I've been looking at Linux tuning params and see some configs where SACK is turned off. Can anyone explain this?
This would be tuning for a busy web server.
A basic TCP ACK says "I received all bytes up to X." Selective ACK allows you to say "I received bytes X-Y, and V-Z."
So, for instance, if a host sent you 10,000 bytes and bytes 3000-5000 were lost in transit, ACK would say "I got everything up to 3000." The other end would have to send bytes 3001-10000 again. SACK could say "I got 1000-2999, and 5001-10000" and the host would
just send the 3000-5000.
This is great over a high bandwidth, lossy (or high delay) link. The problem is that it can cause severe performance issues in specific circumstances. Normal TCP ACKs will make the server treat a high-bandwidth, lossy connection with kid gloves (send 500 bytes,
wait, send 500 bytes, wait, etc). SACK lets it adapt to the high delay because it knows exactly how many packets were actually lost.
Here is where bad things can happen. An attacker can force your server to keep a massive retransmission queue for a long time, then process that whole damn thing over and over and over again. This can peg the CPU, eat up RAM, and consume more bandwidth than
it should. In a nutshell, a lightweight system can initiate a DoS against a beefier server.
If your server is robust and doesn't serve large files, you're pretty well insulated against this.
If you're mostly serving an intranet or other low-latency group of users, SACK buys you nothing and can be turned off for security reasons with no performance loss.
If you're on a low-bandwidth link (say 1Mbps or less as a completely arbitrary rule of thumb), SACK can cause problems in normal operations by saturating your connection and should be turned off.
Ultimately, it's up to you. Consider what you're serving, to whom, from what, and weigh the degree of your risk against the performance effects of SACK.
There is a great overview of SACK and its vulnerability here.
· · · ·
- Assignment
What effects on the server does the SACK thread list from an attacker forcing it to process a massive retransmission queue over and over?
· · · ·
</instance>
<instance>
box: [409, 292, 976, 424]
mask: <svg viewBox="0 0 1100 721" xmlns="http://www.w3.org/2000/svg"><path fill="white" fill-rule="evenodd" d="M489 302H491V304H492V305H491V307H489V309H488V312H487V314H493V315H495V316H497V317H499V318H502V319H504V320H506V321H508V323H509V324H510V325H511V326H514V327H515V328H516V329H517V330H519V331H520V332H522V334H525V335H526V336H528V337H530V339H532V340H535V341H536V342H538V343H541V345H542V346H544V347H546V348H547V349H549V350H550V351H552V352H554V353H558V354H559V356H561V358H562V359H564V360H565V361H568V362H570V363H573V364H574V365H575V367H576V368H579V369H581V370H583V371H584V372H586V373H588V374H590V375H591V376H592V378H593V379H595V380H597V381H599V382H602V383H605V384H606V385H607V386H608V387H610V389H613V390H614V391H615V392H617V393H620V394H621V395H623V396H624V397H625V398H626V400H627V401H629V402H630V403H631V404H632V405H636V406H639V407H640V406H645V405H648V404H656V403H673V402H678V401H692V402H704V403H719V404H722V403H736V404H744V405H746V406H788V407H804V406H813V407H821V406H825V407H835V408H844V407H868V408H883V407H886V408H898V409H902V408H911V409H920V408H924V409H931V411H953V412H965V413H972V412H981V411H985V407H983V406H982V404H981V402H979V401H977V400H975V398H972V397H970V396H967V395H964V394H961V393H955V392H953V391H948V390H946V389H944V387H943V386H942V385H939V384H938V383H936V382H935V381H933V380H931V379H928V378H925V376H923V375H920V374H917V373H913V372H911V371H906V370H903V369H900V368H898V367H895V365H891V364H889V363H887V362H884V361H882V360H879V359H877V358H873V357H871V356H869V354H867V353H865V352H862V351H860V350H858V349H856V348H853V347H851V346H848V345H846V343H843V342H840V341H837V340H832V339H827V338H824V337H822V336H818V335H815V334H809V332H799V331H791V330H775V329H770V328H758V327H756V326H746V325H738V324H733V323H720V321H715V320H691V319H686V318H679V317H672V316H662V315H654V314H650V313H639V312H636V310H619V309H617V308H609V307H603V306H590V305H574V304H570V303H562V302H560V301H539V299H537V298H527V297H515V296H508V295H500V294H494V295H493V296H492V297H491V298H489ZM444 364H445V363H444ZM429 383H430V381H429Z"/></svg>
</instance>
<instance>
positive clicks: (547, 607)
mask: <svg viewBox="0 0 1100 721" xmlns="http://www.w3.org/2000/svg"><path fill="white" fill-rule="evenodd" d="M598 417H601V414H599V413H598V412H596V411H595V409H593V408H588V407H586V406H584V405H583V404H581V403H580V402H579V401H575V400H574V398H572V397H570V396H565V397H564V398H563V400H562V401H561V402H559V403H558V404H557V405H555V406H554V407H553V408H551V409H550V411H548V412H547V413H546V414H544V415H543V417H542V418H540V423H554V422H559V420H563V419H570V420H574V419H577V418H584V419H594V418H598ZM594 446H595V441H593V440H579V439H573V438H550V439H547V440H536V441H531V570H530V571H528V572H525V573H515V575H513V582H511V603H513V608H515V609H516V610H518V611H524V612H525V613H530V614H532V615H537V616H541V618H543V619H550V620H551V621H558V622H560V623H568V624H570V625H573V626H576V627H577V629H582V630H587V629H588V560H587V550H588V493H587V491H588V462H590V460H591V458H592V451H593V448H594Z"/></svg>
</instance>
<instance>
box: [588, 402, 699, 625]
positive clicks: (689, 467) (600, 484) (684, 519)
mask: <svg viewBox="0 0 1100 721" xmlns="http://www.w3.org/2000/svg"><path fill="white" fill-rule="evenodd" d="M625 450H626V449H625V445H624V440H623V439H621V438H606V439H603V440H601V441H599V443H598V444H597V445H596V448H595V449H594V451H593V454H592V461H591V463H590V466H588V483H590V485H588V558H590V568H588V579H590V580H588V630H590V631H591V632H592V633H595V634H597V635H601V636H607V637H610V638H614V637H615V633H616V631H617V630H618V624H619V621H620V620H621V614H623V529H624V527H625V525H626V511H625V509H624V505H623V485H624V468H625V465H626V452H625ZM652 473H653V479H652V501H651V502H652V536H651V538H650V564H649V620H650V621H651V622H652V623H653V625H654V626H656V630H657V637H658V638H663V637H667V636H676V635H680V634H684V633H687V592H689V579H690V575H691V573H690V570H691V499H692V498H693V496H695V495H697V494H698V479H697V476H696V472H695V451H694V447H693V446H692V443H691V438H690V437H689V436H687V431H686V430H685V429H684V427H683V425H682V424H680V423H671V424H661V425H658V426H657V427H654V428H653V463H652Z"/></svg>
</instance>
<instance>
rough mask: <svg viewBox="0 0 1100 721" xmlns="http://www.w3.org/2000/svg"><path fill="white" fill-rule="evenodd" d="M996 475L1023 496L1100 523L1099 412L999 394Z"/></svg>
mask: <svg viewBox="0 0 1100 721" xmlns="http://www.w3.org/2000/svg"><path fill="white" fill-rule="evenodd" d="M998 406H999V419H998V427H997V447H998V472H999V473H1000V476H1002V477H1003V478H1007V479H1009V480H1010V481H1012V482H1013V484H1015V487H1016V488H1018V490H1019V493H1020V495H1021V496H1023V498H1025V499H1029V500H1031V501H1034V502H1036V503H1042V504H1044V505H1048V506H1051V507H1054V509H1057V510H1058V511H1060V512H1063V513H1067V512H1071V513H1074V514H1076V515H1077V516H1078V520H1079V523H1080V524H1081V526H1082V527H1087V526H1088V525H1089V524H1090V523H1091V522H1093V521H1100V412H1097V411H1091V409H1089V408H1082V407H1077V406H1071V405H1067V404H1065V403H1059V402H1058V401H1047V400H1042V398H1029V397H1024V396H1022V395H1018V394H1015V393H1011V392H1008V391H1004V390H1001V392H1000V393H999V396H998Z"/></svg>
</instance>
· · · ·
- Expected answer
- Pegging the CPU
- Eating up RAM
- Consuming more bandwidth than it should